→ Task statement
Write out the data in full, exactly as shown.
(Beginning of Data in this exercise)
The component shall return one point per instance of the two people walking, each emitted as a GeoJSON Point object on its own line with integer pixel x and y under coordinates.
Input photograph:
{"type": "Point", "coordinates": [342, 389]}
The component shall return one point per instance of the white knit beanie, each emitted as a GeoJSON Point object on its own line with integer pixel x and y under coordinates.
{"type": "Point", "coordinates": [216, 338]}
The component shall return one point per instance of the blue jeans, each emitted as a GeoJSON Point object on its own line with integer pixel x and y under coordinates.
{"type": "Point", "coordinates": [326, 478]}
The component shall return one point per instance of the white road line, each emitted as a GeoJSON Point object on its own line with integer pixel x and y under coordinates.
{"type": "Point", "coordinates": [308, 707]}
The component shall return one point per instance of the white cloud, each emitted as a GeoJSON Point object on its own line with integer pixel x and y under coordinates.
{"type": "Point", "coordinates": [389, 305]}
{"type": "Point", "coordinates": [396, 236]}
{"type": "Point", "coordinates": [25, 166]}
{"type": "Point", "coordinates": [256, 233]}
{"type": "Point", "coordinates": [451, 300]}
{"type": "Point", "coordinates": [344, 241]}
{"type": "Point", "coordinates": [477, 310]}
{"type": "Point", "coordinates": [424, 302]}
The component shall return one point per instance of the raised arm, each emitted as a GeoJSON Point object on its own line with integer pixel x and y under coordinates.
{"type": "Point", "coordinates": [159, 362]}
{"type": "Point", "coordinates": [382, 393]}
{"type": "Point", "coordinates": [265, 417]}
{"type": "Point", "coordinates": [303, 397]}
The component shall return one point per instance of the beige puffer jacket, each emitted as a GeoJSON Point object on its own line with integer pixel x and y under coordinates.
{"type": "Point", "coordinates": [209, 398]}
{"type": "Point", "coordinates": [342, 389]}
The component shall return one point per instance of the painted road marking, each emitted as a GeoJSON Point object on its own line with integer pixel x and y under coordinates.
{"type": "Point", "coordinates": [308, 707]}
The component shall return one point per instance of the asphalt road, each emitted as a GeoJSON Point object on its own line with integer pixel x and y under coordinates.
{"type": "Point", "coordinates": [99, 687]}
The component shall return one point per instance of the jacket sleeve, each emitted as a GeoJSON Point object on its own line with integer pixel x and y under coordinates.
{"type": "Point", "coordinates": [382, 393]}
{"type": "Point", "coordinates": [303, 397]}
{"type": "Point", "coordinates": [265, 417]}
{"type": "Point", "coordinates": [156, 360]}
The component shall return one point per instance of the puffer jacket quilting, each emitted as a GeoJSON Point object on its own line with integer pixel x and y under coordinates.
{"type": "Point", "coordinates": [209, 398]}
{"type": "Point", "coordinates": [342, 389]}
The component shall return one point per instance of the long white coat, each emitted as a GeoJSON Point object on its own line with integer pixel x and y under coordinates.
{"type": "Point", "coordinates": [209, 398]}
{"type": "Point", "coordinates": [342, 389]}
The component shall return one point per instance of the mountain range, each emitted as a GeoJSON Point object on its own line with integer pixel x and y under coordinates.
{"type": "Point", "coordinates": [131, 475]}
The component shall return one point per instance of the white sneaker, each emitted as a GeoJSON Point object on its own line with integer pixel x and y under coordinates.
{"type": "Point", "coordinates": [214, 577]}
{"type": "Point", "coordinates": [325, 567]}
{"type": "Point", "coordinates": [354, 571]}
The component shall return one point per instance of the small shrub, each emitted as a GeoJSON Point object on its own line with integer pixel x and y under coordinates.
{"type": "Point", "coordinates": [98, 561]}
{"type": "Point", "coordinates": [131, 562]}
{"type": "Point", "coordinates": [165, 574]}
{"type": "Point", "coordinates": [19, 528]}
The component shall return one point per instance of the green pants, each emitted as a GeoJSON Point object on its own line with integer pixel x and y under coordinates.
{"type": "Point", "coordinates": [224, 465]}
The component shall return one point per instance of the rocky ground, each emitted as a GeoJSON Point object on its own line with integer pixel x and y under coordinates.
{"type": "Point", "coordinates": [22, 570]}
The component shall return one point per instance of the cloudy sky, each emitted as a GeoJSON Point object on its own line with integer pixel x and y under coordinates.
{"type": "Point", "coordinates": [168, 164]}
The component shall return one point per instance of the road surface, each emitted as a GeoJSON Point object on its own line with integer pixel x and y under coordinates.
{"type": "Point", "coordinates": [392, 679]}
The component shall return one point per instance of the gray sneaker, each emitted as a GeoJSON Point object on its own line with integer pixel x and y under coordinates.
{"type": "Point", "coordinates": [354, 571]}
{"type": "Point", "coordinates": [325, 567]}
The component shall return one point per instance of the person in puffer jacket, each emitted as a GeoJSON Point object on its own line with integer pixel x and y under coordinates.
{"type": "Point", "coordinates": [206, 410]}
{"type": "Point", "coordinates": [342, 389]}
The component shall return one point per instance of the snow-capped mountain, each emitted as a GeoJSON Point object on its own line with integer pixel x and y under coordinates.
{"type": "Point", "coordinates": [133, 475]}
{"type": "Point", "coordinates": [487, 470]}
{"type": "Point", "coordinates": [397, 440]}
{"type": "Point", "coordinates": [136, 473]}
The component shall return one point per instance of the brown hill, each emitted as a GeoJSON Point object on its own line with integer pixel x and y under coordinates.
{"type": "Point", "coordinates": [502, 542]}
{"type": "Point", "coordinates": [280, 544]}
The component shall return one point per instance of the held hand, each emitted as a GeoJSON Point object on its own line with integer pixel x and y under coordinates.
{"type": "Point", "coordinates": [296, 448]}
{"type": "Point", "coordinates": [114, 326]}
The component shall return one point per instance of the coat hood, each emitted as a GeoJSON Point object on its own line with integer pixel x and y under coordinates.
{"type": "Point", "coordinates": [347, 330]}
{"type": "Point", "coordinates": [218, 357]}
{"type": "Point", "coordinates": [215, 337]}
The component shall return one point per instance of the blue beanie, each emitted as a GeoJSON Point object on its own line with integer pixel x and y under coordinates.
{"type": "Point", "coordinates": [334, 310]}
(End of Data in this exercise)
→ Task response
The component shall return one point per instance of the two people walking, each emitted as a GeoJSON Point object on its own line with integer pixel x and y under coordinates.
Input photograph:
{"type": "Point", "coordinates": [342, 389]}
The component shall return one point per instance of the white knit beanie, each emitted as a GeoJSON Point object on its own line with integer pixel x and y under coordinates.
{"type": "Point", "coordinates": [216, 338]}
The component shall return one point per instance of the blue jeans, each emitted as a GeoJSON Point object on its own line with integer pixel x and y under coordinates.
{"type": "Point", "coordinates": [326, 478]}
The component shall return one point per instance of the white road line, each emitted as a GeoJSON Point object on its own line with integer pixel x and y under coordinates.
{"type": "Point", "coordinates": [308, 707]}
The component shall return one point per instance of the white cloud, each emitted as a GeoJSON Point object on its own line with integer pixel x and y under coordinates.
{"type": "Point", "coordinates": [389, 305]}
{"type": "Point", "coordinates": [396, 236]}
{"type": "Point", "coordinates": [25, 166]}
{"type": "Point", "coordinates": [256, 233]}
{"type": "Point", "coordinates": [451, 300]}
{"type": "Point", "coordinates": [344, 241]}
{"type": "Point", "coordinates": [477, 310]}
{"type": "Point", "coordinates": [424, 302]}
The component shall return one point per instance of the raised arm, each emitted as a GeoJSON Point object on its own line with integer pixel x and y under coordinates.
{"type": "Point", "coordinates": [159, 362]}
{"type": "Point", "coordinates": [382, 393]}
{"type": "Point", "coordinates": [265, 417]}
{"type": "Point", "coordinates": [303, 397]}
The component shall return one point per instance of the beige puffer jacket, each emitted as a GeoJSON Point object on its own line with integer pixel x and y under coordinates.
{"type": "Point", "coordinates": [209, 398]}
{"type": "Point", "coordinates": [342, 389]}
The component shall return one point per instance of the painted road marking, each emitted as a GeoJSON Point object on its own line with integer pixel x and y under coordinates.
{"type": "Point", "coordinates": [308, 707]}
The component shall return one point per instance of the asphalt road, each emitted as a GeoJSON Point object on its own line with integer pixel x and y under coordinates.
{"type": "Point", "coordinates": [99, 687]}
The component shall return one point per instance of the jacket sleeve, each emitted as a GeoJSON Point object on its own line with integer pixel x and y under coordinates.
{"type": "Point", "coordinates": [382, 393]}
{"type": "Point", "coordinates": [303, 397]}
{"type": "Point", "coordinates": [265, 417]}
{"type": "Point", "coordinates": [156, 360]}
The component shall return one point per instance of the puffer jacket quilting, each emitted as a GeoJSON Point object on its own line with integer pixel x and y under coordinates.
{"type": "Point", "coordinates": [209, 398]}
{"type": "Point", "coordinates": [342, 389]}
The component shall return one point per instance of the long white coat, each emitted as a GeoJSON Point object on its own line with integer pixel x and y under coordinates.
{"type": "Point", "coordinates": [209, 398]}
{"type": "Point", "coordinates": [342, 389]}
The component shall return one point per instance of the mountain range, each emitted as a GeoJSON Point object on its own line with integer pixel x and y under coordinates.
{"type": "Point", "coordinates": [131, 475]}
The component shall return one point per instance of the white sneaker, each emitted as a GeoJSON Point object on its own line with integer pixel x and y under coordinates.
{"type": "Point", "coordinates": [214, 577]}
{"type": "Point", "coordinates": [325, 567]}
{"type": "Point", "coordinates": [354, 571]}
The component shall return one point per instance of the small shrub, each emitted as a GeoJSON Point object on its own line with integer pixel x and y under coordinates.
{"type": "Point", "coordinates": [98, 561]}
{"type": "Point", "coordinates": [131, 562]}
{"type": "Point", "coordinates": [165, 574]}
{"type": "Point", "coordinates": [19, 528]}
The component shall return one point per instance of the green pants, each emitted as a GeoJSON Point object on its own line with integer pixel x and y under coordinates.
{"type": "Point", "coordinates": [224, 465]}
The component shall return one point per instance of the rocky ground, each emitted as a GeoJSON Point object on its own line with integer pixel x and y under coordinates.
{"type": "Point", "coordinates": [22, 570]}
The component shall return one point per instance of the cloudy sky, each emitted as a GeoJSON Point object on its own line with integer pixel x and y under coordinates.
{"type": "Point", "coordinates": [168, 164]}
The component shall return one point per instance of the road surface, each emitted as a GeoJSON Point object on its own line with integer pixel x and y under coordinates.
{"type": "Point", "coordinates": [392, 679]}
The component shall return one point per instance of the gray sneaker, each emitted as a GeoJSON Point object on its own line with integer pixel x and y under coordinates.
{"type": "Point", "coordinates": [354, 571]}
{"type": "Point", "coordinates": [325, 567]}
The component shall return one point per instance of the person in puffer jacket, each emitted as a GeoJSON Point object on its own line with integer pixel x and y under coordinates.
{"type": "Point", "coordinates": [206, 410]}
{"type": "Point", "coordinates": [342, 389]}
The component shall return one point per instance of the snow-capped mountain, each emitted as a GeoJSON Point object on its own line with integer pixel x and y under coordinates.
{"type": "Point", "coordinates": [133, 475]}
{"type": "Point", "coordinates": [487, 470]}
{"type": "Point", "coordinates": [397, 440]}
{"type": "Point", "coordinates": [136, 473]}
The component shall return one point per instance of the brown hill, each emitted as a GeoJSON Point object on its own line with integer pixel x and y under coordinates.
{"type": "Point", "coordinates": [502, 542]}
{"type": "Point", "coordinates": [280, 544]}
The component shall return one point per instance of the held hand, each emitted as a GeoJSON Point object on its own line with integer pixel x and y under coordinates.
{"type": "Point", "coordinates": [296, 448]}
{"type": "Point", "coordinates": [114, 326]}
The component shall return one point per instance of the coat hood, each emitted as a GeoJSON Point object on its own line with integer pixel x and y under coordinates.
{"type": "Point", "coordinates": [347, 330]}
{"type": "Point", "coordinates": [218, 357]}
{"type": "Point", "coordinates": [215, 337]}
The component shall return one point per instance of the blue beanie, each emitted as a GeoJSON Point object on its own line with integer pixel x and y under coordinates.
{"type": "Point", "coordinates": [334, 310]}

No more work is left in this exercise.